The data also show that the benefits of treatment diminish if they are delayed. Those with early treatment survived longer than those who started later. It is estimated that about 1/3 of people with HIV do not know it, and therefore are not being treated. The data therefore support continued efforts at public awareness to ensure early diagnosis and treatment.
As those with HIV are living longer we are also discovering new complications of chronic HIV infection, such as organ damage and cancer. Essentially, people with HIV are now surviving long enough to get more complications from long term HIV infection. Recognition of the later effects of HIV is prompting reevaluation of treatment recommendations and research. With continued research we will therefore likely improve survival further.
Being optimistic it is therefore likely that a newly diagnosed young HIV patient today will live long enough on current treatments to benefit from future treatments not yet developed. A normal life expectancy may therefore already be within reach, assuming continued research efforts.
--------------------
Directions for this task
Carry on the passage about HIV treatment and life expectancy from the point where it stops. The material has no part in this.
--------------------
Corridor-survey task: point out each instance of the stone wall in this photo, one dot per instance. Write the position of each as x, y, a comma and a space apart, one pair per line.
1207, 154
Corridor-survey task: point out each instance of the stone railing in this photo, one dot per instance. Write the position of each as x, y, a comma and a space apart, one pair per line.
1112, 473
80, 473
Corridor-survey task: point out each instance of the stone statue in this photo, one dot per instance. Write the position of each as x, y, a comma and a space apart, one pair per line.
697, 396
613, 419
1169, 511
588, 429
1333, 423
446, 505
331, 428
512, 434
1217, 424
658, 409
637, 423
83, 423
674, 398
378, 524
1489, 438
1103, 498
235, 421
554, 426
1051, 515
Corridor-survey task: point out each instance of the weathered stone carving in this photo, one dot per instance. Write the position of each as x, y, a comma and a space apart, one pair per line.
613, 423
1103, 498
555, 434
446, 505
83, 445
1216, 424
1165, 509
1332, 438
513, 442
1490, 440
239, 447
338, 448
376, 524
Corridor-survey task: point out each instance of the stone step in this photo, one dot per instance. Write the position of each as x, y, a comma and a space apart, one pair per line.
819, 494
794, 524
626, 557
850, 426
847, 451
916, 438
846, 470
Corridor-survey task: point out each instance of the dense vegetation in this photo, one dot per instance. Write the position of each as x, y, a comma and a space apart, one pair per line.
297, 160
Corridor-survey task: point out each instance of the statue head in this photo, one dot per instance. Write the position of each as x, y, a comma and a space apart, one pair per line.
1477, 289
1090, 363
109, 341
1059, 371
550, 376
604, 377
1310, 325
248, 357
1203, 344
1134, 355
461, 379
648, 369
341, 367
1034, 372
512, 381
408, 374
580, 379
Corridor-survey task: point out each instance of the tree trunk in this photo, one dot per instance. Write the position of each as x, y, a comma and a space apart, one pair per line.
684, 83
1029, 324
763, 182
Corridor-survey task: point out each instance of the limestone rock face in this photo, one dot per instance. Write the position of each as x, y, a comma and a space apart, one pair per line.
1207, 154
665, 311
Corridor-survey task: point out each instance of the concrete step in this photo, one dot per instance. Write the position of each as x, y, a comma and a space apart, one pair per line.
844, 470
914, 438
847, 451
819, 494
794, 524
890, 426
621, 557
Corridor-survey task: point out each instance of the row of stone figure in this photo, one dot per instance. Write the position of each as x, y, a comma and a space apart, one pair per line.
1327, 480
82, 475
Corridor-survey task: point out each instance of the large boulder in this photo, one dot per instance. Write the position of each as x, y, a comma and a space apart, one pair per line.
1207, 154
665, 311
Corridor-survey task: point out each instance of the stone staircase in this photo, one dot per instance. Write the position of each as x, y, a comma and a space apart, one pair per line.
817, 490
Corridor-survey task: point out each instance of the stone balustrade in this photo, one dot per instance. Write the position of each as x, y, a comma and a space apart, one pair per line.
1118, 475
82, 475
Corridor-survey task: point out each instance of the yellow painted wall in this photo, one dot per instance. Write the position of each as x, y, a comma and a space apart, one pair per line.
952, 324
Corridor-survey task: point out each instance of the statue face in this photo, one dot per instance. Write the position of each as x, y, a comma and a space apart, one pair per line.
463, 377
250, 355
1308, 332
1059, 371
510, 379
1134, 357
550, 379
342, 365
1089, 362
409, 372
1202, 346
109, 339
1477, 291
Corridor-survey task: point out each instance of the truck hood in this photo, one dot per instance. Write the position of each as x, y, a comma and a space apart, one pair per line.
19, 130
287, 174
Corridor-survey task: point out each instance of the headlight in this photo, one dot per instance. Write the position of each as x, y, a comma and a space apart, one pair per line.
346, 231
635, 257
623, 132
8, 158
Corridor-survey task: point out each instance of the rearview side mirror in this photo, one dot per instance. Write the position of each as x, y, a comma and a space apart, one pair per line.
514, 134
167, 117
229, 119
--------------------
Final answer
This study also has great significance for the pseudoscientific denial that HIV is the cause of AIDS. Back in the late 1980’s and early 1990’s, prior to the development of the protease inhibitors and anti-retroviral drugs that make up the current cART, one of the main points of the HIV deniers was that treating HIV did not prolong survival with AIDS. For example, Peter Duesberg said in an interview:
“I could understand them saying I am so horrible and irresponsible if they were showing any results with their theory, but so far they haven’t saved a single life. After ten years there is still no vaccine, and the only therapy is AZT, which is, in my view, making people sicker.”
If the HIV theory of AIDS is correct, deniers argued, then why are HIV treatments not prolonging survival. Even in the early 1990’s the claim was not accurate, but treatments were only mildly effective. Now the efficacy of anti-HIV treatments for AIDS are undeniable. Interestingly, even though they once used this as an argument against the HIV theory, deniers are not willing to admit that increased survival is now an argument for the HIV theory.
Prominent denier Christine Maggiore on her website Alive and Well, wrote:
Government officials, AIDS organizations and the media unanimously agree that the recent decline in AIDS cases and deaths is an unprecedented occurrence due to a new combination of drugs that include protease inhibitors, chemicals said to block the replication of HIV. However, a careful look behind the headlines reveals that there is no medical evidence to support these popular claims about the protease inhibitor “combo cocktails.”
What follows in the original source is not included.